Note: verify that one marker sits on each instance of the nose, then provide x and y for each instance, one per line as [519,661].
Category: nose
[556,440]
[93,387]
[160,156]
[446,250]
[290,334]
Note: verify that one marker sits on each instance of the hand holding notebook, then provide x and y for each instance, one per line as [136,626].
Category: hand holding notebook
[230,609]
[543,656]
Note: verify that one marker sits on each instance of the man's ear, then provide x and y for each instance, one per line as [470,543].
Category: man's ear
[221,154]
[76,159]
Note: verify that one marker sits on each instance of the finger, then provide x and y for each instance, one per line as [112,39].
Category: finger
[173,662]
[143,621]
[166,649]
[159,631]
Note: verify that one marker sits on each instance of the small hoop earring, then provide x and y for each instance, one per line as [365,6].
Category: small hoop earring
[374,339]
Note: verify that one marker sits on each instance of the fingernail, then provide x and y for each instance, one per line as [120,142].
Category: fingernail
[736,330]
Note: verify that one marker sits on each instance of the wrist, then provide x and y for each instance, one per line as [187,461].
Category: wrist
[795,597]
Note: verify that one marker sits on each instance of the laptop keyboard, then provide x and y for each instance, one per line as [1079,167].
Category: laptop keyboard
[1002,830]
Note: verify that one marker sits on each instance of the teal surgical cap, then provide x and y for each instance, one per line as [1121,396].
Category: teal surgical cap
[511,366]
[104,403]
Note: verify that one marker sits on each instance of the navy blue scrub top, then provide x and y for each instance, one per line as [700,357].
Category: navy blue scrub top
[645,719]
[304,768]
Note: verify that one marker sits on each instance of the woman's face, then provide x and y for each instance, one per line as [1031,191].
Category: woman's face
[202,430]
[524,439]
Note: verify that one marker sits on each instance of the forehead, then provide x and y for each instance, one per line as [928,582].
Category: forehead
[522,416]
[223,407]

• The exercise:
Repeat the material above in full, keeping every word.

• Right answer:
Note: verify that one marker sits on each instance of the nose, then provide x and y for each instance, one per line as [519,661].
Category: nose
[556,440]
[93,387]
[160,156]
[446,250]
[290,334]
Note: verify that one marker sits on each instance of the hand holding notebook, then provide x and y for each instance, one per line as [136,626].
Category: hand holding notebook
[230,609]
[543,656]
Note: verify that one marker sits on each instance of the man's ear, then provide x and y for each instance, one per line as [470,543].
Category: man's ear
[221,154]
[76,159]
Note: verify that one marker sits on each instance of the finger, then provide x and y for each instance, one per line as [112,39].
Category: finger
[173,662]
[143,621]
[166,649]
[159,631]
Note: verify that one marker sits on each instance of the small hoop earring, then provide x and y for each instance, one per line as [365,6].
Category: small hoop earring
[374,339]
Note: verify that one marker sits on each instance of the fingernail, then provide x and y for each instance, one per line as [120,142].
Category: fingernail
[736,330]
Note: verify that one marker sits on each instance of the wrist, then provide x and y for each instance, one per line as [187,461].
Category: wrist
[795,597]
Note: verify that one marker sits on each instance of the laptop keyboard, then provide x and y for each instance, one per line as [1079,167].
Category: laptop keyboard
[1002,830]
Note: verify that one marker sits on each instance of the teal surgical cap, then provide x and y for each instance, one per line as [1121,396].
Category: teal surgical cap
[511,366]
[104,403]
Note: verify that one marker sits on each instance of the navy blue scrub top, then provide x and y for each instance, one per line as [700,357].
Category: navy blue scrub top
[645,719]
[304,768]
Note: verify that one marker sits on each instance of the woman's face, then provide x and y for each instance, one per line as [1031,191].
Category: woman's face
[202,430]
[524,439]
Note: verify that one marker sits on each instance of the forehead, then provide x and y for each instance, one per line as [928,582].
Category: forehead
[522,416]
[223,407]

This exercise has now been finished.